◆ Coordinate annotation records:

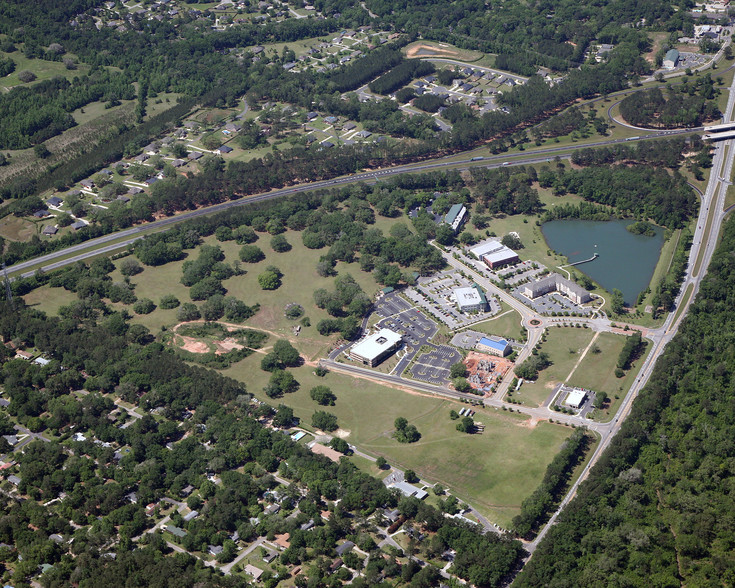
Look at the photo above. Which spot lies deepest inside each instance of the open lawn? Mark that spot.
(44, 70)
(506, 324)
(493, 471)
(13, 228)
(49, 300)
(444, 50)
(597, 372)
(564, 346)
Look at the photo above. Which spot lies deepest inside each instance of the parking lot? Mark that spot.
(436, 295)
(433, 367)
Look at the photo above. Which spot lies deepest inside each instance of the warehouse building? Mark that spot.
(455, 217)
(494, 345)
(494, 254)
(470, 299)
(556, 283)
(376, 347)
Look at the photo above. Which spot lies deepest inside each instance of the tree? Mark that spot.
(213, 308)
(340, 445)
(279, 244)
(144, 306)
(324, 421)
(287, 353)
(271, 363)
(444, 235)
(130, 267)
(458, 370)
(322, 395)
(269, 280)
(284, 417)
(26, 76)
(188, 312)
(512, 242)
(617, 304)
(251, 254)
(405, 433)
(169, 301)
(41, 151)
(466, 425)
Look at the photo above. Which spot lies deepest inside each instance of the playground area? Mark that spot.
(485, 371)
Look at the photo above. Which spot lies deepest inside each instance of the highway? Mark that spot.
(709, 222)
(123, 238)
(711, 216)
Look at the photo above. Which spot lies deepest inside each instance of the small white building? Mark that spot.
(376, 347)
(470, 299)
(575, 399)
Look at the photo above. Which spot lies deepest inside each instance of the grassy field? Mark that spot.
(44, 70)
(597, 372)
(49, 300)
(444, 50)
(507, 324)
(564, 346)
(493, 471)
(13, 228)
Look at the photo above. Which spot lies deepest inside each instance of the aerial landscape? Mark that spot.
(367, 293)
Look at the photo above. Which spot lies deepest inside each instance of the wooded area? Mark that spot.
(656, 509)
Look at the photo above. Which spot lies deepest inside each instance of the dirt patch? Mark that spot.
(227, 345)
(429, 51)
(529, 424)
(194, 346)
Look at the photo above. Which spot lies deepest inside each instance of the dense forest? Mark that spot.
(102, 353)
(657, 509)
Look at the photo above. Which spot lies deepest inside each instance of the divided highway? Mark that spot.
(123, 238)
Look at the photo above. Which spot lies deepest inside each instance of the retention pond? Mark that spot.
(625, 261)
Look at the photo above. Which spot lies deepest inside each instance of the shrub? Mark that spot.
(144, 306)
(169, 301)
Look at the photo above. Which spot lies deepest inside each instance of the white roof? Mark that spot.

◆ Your instructions:
Leave out the pictures and print every line of the data exactly.

◆ The response:
Look at the photo above. Which spot lies deepest inside each instance of the open lawn? Mark that spot.
(44, 70)
(506, 324)
(493, 471)
(13, 228)
(49, 300)
(444, 50)
(597, 372)
(564, 346)
Look at the photo above. Which spot lies deepest inside each instance of the parking lot? Mark that spot.
(436, 295)
(433, 367)
Look at the photo above. Which spot lies deepest inside each instance of the warehouse building? Mark that spot.
(455, 217)
(494, 345)
(494, 254)
(470, 299)
(556, 283)
(376, 347)
Look at the photo above. Which spot lies deepest inside each instance of the tree? Mark that spot.
(213, 308)
(340, 445)
(279, 244)
(144, 306)
(324, 421)
(287, 353)
(271, 363)
(444, 235)
(130, 267)
(458, 370)
(322, 395)
(269, 280)
(284, 417)
(26, 76)
(188, 312)
(512, 242)
(617, 304)
(251, 254)
(405, 433)
(169, 301)
(41, 151)
(466, 425)
Look at the photo above. Which spot lies deepest inside each instance of the playground area? Mark that spot.
(485, 371)
Look at the photo above. Which spot lies deepest inside each instance of the highway? Mark that spot.
(709, 222)
(123, 238)
(711, 216)
Look at the photo above. Which spot lies deepest inside each instance of the small white building? Mark that spot.
(376, 347)
(470, 299)
(575, 399)
Look at the photo above. Which spot lies deepest inside each instance of the grassy field? Mark that spot.
(44, 70)
(597, 372)
(49, 300)
(444, 50)
(507, 324)
(564, 346)
(493, 471)
(13, 228)
Look at the photo above. Which spot lies deepest inside each instance of the aerial landscape? Mark that spot.
(367, 293)
Look at the photo above. Which spot lies deepest inside each instance of the wooded area? Mark that spot.
(656, 509)
Look at the photo above. Which spot lies deepest inside each instance of the dirt patch? Mark that spot.
(227, 345)
(429, 51)
(529, 424)
(194, 346)
Look at the photo above. Which spot lies deepest inside each instance of the dense forest? Mark that spot.
(102, 353)
(657, 509)
Look at the photo above. Which spot lies deepest inside each instance of the divided highway? Mark that spot.
(123, 238)
Look at the photo above. Which spot lies deepest inside each instance of the retention pond? Mark that spot.
(625, 261)
Look at the photo above. Which spot lies deepest inside each instance of the shrub? Mark that spot.
(144, 306)
(169, 301)
Look at the photo above. Which spot lies deepest inside each instance of the white roof? Mark that spot.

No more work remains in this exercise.